## ARTICLE
If you’ve ever wanted to write a web app or API without messing around with the server, Amazon’s Lambda might be what you’re looking for.
Amazon Web Services (AWS) is a collection of developer tools that Amazon develops and publicly offers.This article will get you up and running with Lambda, a tool in the AWS suite. We’ll be using Lambda to create an HTTP GET endpoint that will make requests using the GitHub API to pull repository info from GitHub and return a JSON response.
The Lambda tagline is “Run Code without Thinking about Servers”. At first glance, this may sound confusing. Where or how does the code run then? Let’s find out.
To follow along with this article, you’ll need an AWS account of your own. You can create a free AWS account at aws.amazon.com.
Serverless and Functions as a Service
“Serverless” is a software infrastructure term you may have heard about. It describes a solution for on-demand code execution. The term “serverless” can be misleading because there are still servers in the equation. A better descriptor is FaaS, or “functions as a service.”
Both definitions describe a new development and deployment experience. This experience is considered “serverless” because you, as a developer, no longer have to manage, monitor, or scale any servers that are running your code. You upload your code to a FaaS provider (Lambda, in this case), and the FaaS provider executes it and manages any infrastructure for you behind the scenes.
The Pros and Cons of Serverless Architecture
Given this expanded definition of the “Serverless” architecture, let’s look at some of the pros and cons when working with Lambda.
Pros
-
On-demand usage pricing.
Traditional server hosting uses a recurring billing cycle. Your server is always up and running, using resources and waiting for input. You pay a monthly or yearly fee to keep it running for the duration of your billing cycle. With Lambda, you’re only billed for computational resources that you use, not idle time. Lambda has two usage pricing models: duration and concurrency. -
Duration pricing
Lambda duration pricing calculates prices based on the time the function begins executing until it terminates. This price calculation is beneficial for projects using short-lived computational resources. You can save a significant amount of money over traditional “idle” hosting solutions.Lambda duration pricing is as follows:
- $0.20 per 1 million requests
- $0.00001667 for every GB-second duration of computing time, with every execution rounded up to the nearest 100ms
The duration pricing is dependent on pre-configured memory usage of your deployed function. This duration and memory variability creates a pricing matrix that’s further detailed on the Lambda pricing page.
-
Concurrency pricing
“Provisioned Concurrency” mode pricing calculates the price from the time it’s enabled until disabled. Concurrency mode keeps lambda functions ready and removes any startup time from duration mode.Lambda concurrency pricing is as follows:
- Provisioned Concurrency is $0.0000041667 for every GB-second
- Requests are $0.20 per 1M requests
- Duration is $0.0000097222 for every GB-second
The AWS pricing page includes further details and examples of the pricing matrix. Learn more on the Lambda pricing page.

## WHAT YOU NEED TO DO
- A) Repeat word for word the passage of the Lambda article from "Amazon Web Services" to "Let’s find out.".
- B) Under the duration pricing described in the Lambda article, to what is every execution rounded up?
Rely only on the Lambda article for anything asked about it.

## GIVEN INFORMATION

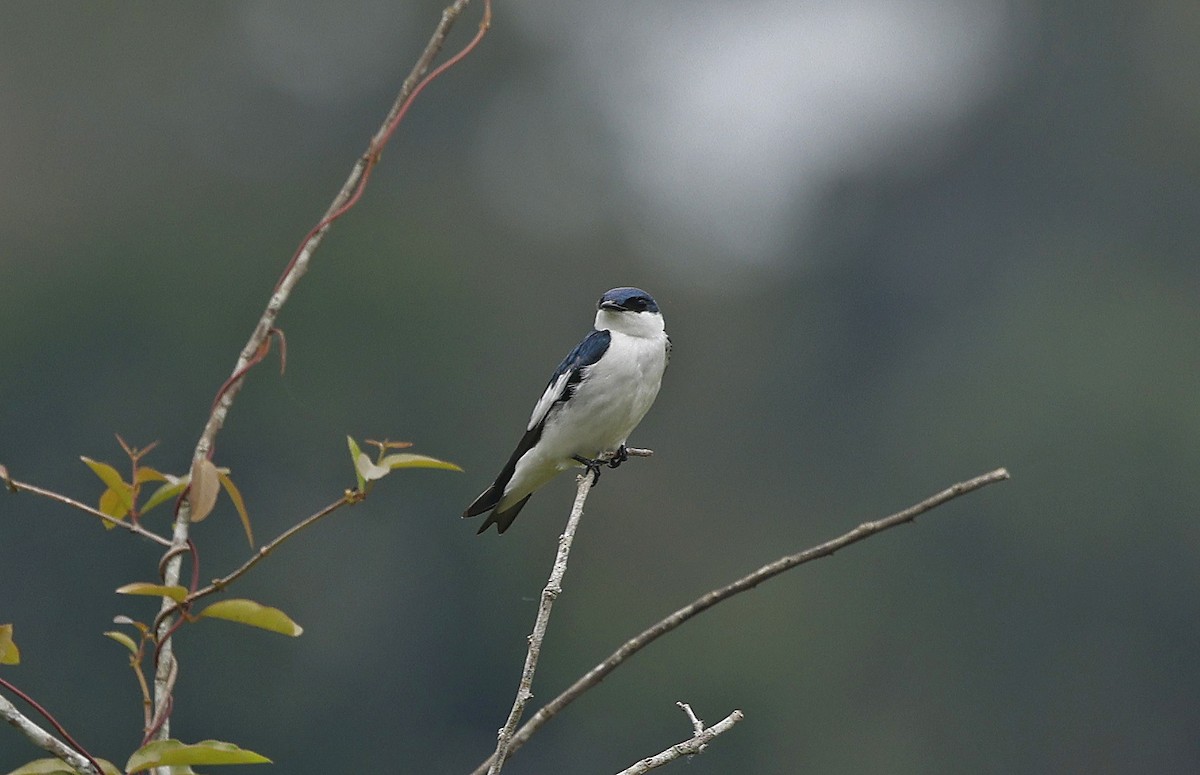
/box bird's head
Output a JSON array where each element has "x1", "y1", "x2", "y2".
[{"x1": 595, "y1": 288, "x2": 664, "y2": 336}]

## OUTPUTS BY TASK
- A)
Amazon Web Services (AWS) is a collection of developer tools that Amazon develops and publicly offers.This article will get you up and running with Lambda, a tool in the AWS suite. We’ll be using Lambda to create an HTTP GET endpoint that will make requests using the GitHub API to pull repository info from GitHub and return a JSON response.
The Lambda tagline is “Run Code without Thinking about Servers”. At first glance, this may sound confusing. Where or how does the code run then? Let’s find out.

- B) The nearest 100ms.